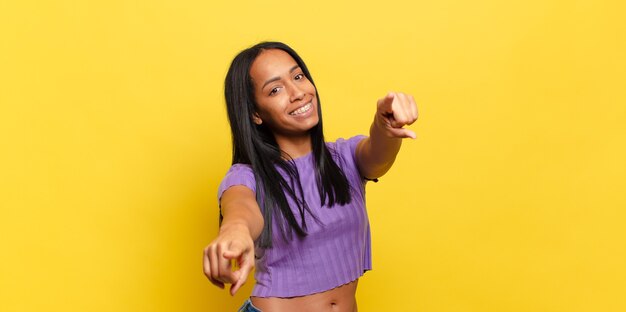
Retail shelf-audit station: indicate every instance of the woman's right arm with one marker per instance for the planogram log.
(241, 225)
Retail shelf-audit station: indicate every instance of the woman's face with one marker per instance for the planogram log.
(286, 100)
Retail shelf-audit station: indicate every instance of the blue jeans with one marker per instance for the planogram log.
(248, 307)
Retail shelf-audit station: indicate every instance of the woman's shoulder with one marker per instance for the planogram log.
(237, 174)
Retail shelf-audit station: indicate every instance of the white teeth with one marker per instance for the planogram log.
(301, 110)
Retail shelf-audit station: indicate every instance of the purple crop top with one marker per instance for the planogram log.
(334, 253)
__________
▶ _Work to be completed_: Write out all the records again with "planogram log" changed to "audit record" and nothing else altered. Leave out the pictures.

▶ _Exercise result_:
Retail shelf-audit station: indicate every instance of the woman's right arm with one marker per instance for the audit record.
(241, 225)
Retail shelf-audit station: indicate every instance of the woman's face with one marker per instance for the audit record.
(286, 100)
Retail shelf-audit station: indicate every instance of the blue jeans with one marker per instance for the audit record.
(248, 307)
Retail shelf-audit station: indicate every instance of the woman's shoulder with one marker per instance for the audit record.
(237, 174)
Retail shelf-audit station: indicate every instance of the white teeth with one marker per instance for the audit record.
(301, 110)
Retail shelf-audit station: indicate every instance of the purple crop top with one marker per instance for the audit record.
(334, 253)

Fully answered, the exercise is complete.